> ПРИВЕДЁННЫЙ ТЕКСТ
Берия же, используя возможности подчиненных спецслужб, сделал попытку продвинуться значительно дальше. Он вступил в конфиденциальную переписку с А. Ранковичем — заместителем председателя Союзного исполнительного веча Югославии. Позднее следствие приобщило к делу Берии записку, приготовленную для специального эмиссара, отправлявшегося в Белград: «Пользуюсь случаем, чтобы передать Вам, товарищ Раикович, большой привет от товарища Берия, который хорошо помнит Вас. Товарищ Берия поручил мне сообщить лично Вам строго конфиденциально, что он и его друзья стоят за необходимость коренного пересмотра и улучшения взаимоотношений обеих стран. В связи с этим товарищ Берия просил Вас лично информировать об этом товарища Тито, и если Вы и товарищ Тито разделяете эту точку зрения, то было бы целесообразно организовать конфиденциальную встречу особо на то уполномоченных лиц. Встречу можно было бы провести в Москве, но если Вы считаете это почему-либо неприемлемым, то и в Белграде. Товарищ Берия выразил уверенность в том, что об этом разговоре, кроме Вас и товарища Тито, никому не станет известно». Арест помешал реализации задуманного.

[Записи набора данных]
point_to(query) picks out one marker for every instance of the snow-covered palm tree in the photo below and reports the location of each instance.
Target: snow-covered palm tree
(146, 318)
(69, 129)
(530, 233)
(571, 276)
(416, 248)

> ЦЕЛЬ УПРАЖНЕНИЯ
Напишите продолжение текста о попытке Берии наладить отношения с Югославией, начав сразу после его последнего предложения.

> ОТВЕТ НА ЗАДАНИЕ
«Но разве не ясно, — вопрошал на пленуме по этому поводу Молотов, — что означает эта попытка Берия сговориться с Ранковичем и Тито, которые ведут себя как враги Советского Союза? Разве не ясно, что это письмо, составленное Берия втайне от настоящего Правительства, было еще одной наглой попыткой ударить в спину Советского государства и оказать прямую услугу империалистическому лагерю? Одного этого факта было бы достаточно, чтобы сделать вывод: Берия — агент чужого лагеря, агент классового врага».
«Берия, безусловно, был связан с международной империалистической разведкой как крупный их агент и шпион… — вторил Каганович. — Это линия агента империализма, выполнявшего заказ международных держав — предать нашу Родину в руки империалистов».
Еще одним аргументом в устах членов президиума ЦК КПСС, обвинявших Берию в намерениях взгромоздиться над партией, стали его шаги в сфере национальной политики. В конце мая 1953 г. по представленным им материалам президиум ЦК принял постановления «О политическом и хозяйственном состоянии западных областей Украинской ССР» и «О положении в Литовской ССР». В них признавалось, что политическое положение в регионах, лишь накануне Великой Отечественной войны вошедших в состав СССР, оставалось неудовлетворительным. Главное — там нелегально продолжало действовать националистическое движение. С подачи Берии партийные и советские органы обвинялись в увлечении такими формами борьбы с подпольем, как массовые репрессии и чекистско-войсковые операции. С 1944 г. в западных областях Украины разным видам репрессий подверглось до 500 тысяч человек, в Литве — более 270 тысяч, то есть 10 процентов населения.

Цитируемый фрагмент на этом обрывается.